▸ Exercise passage
----------------
I read the R1 zero paper and the method is very simple , just a tweak to PPO to fine tune deepseek v3 base using a verifiable sparse binary reward. The fact that they got it to work even though others failed is likely due to better data and/or their very efficient implementation
why did R1's RL suddenly start working, when previous attempts to do similar things failed?
theory: we've basically spent the last few years running a massive acausally distributed chain of thought data annotation program on the pretraining dataset.
deepseek's approach with R1 is a pretty obvious method. they are far from the first lab to try "slap a verifier on it and roll out CoTs."
but it didn't used to work that well. all of a sudden, though, it did start working. and reproductions of R1, even using slightly different methods, are just working too--it's not some super-finicky method that deepseek lucked out finding. all of a sudden, the basic, obvious techniques are... just working, much better than they used to.
----------------
Collected data
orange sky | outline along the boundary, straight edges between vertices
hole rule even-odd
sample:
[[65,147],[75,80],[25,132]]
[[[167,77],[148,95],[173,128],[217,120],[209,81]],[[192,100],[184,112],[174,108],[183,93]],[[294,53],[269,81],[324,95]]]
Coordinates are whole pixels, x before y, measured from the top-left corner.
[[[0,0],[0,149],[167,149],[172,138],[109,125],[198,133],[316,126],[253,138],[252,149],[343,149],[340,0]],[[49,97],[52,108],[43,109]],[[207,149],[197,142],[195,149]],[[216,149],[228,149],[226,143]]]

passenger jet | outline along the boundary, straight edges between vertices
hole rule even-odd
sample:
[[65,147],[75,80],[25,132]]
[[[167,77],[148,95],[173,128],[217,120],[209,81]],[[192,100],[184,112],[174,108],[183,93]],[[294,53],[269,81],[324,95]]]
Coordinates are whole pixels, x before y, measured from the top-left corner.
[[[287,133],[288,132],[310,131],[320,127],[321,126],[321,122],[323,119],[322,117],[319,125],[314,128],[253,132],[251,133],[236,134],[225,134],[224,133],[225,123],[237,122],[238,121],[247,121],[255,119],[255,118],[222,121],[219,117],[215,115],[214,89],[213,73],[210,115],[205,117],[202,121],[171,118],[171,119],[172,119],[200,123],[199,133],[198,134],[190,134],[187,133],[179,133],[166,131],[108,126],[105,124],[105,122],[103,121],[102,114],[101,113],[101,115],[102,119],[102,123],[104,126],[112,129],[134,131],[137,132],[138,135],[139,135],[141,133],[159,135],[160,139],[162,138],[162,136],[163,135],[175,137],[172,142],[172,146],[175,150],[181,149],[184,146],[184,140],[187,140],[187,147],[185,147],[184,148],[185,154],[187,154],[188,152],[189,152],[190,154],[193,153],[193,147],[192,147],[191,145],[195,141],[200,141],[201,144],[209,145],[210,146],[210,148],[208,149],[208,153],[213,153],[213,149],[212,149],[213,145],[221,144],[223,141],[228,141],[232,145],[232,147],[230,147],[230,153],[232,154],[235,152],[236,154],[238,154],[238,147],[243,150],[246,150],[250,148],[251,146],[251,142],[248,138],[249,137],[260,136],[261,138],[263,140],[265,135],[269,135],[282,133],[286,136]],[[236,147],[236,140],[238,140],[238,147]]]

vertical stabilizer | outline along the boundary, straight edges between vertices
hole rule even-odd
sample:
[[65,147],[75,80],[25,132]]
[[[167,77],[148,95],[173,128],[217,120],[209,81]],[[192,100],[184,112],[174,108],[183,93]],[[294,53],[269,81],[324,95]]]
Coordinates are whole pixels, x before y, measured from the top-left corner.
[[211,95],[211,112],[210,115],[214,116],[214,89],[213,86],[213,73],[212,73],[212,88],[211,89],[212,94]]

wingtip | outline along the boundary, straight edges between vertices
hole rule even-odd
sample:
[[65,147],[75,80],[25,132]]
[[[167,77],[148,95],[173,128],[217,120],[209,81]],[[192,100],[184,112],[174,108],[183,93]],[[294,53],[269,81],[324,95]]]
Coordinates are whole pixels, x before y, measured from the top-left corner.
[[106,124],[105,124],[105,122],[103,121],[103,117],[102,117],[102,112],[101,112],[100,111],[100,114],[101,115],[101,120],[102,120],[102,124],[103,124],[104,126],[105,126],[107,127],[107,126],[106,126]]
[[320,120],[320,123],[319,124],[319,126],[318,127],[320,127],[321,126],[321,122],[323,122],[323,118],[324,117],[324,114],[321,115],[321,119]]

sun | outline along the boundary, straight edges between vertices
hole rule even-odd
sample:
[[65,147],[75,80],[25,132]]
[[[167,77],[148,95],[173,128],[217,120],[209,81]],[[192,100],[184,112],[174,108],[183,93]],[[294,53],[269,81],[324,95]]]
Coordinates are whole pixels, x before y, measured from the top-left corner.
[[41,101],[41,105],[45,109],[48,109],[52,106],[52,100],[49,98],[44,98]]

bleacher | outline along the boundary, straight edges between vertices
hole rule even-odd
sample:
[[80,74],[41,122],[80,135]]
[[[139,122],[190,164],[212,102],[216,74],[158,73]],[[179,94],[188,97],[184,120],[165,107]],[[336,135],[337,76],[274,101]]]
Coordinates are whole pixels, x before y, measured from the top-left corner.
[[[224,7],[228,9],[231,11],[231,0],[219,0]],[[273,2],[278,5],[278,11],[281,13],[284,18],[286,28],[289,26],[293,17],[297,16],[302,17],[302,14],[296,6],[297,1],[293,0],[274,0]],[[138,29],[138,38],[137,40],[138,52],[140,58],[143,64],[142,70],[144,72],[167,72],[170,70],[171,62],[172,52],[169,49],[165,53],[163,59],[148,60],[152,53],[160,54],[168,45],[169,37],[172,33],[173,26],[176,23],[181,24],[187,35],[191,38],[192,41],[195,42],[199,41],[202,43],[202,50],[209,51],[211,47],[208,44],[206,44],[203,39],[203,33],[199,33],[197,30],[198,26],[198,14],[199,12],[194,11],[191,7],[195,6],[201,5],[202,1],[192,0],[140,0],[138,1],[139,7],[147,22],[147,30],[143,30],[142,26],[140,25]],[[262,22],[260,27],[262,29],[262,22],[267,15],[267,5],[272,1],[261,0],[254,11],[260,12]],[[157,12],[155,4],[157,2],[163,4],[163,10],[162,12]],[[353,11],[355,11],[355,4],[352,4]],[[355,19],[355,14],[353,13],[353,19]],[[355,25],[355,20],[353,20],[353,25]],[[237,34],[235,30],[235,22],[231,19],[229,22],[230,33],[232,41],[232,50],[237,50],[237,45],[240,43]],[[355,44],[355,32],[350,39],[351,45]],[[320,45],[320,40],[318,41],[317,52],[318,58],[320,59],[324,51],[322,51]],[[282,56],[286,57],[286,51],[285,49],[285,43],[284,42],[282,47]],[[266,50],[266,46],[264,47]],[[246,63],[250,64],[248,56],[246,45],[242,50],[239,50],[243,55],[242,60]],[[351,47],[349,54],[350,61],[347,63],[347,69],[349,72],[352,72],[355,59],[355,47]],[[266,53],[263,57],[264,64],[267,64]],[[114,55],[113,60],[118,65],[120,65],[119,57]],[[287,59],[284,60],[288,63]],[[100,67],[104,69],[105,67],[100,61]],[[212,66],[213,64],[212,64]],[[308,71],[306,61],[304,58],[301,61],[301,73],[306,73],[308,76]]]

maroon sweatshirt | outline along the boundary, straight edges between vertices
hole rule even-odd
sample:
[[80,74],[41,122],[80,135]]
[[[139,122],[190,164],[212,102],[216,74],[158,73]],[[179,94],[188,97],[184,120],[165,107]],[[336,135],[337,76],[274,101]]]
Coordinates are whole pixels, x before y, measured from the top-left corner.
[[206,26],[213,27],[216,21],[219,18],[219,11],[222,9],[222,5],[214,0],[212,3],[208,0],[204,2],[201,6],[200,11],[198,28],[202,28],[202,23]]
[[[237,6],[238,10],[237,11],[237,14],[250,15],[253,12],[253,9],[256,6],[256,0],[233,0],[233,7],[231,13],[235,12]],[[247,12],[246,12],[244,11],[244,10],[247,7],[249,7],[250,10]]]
----------------
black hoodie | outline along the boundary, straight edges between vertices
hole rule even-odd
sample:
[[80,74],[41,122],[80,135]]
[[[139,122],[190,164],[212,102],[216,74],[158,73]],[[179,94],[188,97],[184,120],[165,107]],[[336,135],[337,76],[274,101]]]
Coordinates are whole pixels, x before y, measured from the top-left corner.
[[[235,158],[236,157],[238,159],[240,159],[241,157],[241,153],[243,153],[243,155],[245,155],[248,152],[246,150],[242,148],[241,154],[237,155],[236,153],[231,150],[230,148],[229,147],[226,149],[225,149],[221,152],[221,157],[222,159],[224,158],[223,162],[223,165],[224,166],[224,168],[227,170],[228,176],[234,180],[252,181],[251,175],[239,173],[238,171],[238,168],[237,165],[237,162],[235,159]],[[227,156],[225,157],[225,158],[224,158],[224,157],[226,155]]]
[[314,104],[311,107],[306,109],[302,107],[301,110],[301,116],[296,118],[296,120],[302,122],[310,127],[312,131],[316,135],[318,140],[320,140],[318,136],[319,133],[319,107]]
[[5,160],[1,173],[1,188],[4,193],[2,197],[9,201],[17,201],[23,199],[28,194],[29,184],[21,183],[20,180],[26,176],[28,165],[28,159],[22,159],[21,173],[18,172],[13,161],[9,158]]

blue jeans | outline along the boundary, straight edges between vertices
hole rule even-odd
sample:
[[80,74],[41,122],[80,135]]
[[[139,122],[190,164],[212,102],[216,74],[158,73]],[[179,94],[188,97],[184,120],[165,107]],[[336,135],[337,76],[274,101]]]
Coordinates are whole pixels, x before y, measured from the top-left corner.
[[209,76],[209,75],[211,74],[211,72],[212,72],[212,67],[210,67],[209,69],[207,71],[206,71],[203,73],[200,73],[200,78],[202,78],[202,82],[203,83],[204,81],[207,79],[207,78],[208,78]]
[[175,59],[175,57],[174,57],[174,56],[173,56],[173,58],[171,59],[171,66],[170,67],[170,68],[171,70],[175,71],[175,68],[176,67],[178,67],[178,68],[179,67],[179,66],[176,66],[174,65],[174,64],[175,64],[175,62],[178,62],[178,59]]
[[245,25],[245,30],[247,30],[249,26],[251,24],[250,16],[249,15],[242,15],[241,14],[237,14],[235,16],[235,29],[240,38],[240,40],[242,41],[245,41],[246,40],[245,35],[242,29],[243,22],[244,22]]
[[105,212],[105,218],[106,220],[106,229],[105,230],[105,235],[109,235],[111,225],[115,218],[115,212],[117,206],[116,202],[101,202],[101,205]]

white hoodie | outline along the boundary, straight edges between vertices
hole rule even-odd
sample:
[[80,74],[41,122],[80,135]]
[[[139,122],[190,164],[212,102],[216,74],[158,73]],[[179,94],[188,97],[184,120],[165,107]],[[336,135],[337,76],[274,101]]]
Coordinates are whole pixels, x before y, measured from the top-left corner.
----------------
▸ What to do
1. According to the passage on DeepSeek's R1, what kind of reward was used to fine-tune DeepSeek V3 base?
2. Extend the passage on why R1's reinforcement learning started working, beginning after its last sentence.

▸ Expected outputs
1. A verifiable sparse binary reward.

2.
in the last couple of years, chains of thought have been posted all over the internet (LLM outputs leaking into pretraining like this is usually called "pretraining contamination"). and not just CoTs--outputs posted on the internet are usually accompanied by linguistic markers of whether they're correct or not ("holy shit it's right", "LOL wrong"). this isn't just true for easily verifiable problems like math, but also fuzzy ones like writing.
those CoTs in the V3 training set gave GRPO enough of a starting point to start converging, and furthermore, to generalize from verifiable domains to the non-verifiable ones using the bridge established by the pretraining data contamination.
and now, R1's visible chains of thought are going to lead to *another* massive enrichment of human-labeled reasoning on the internet, but on a far larger scale... the next round of base models post-R1 will be *even better* bases for reasoning models.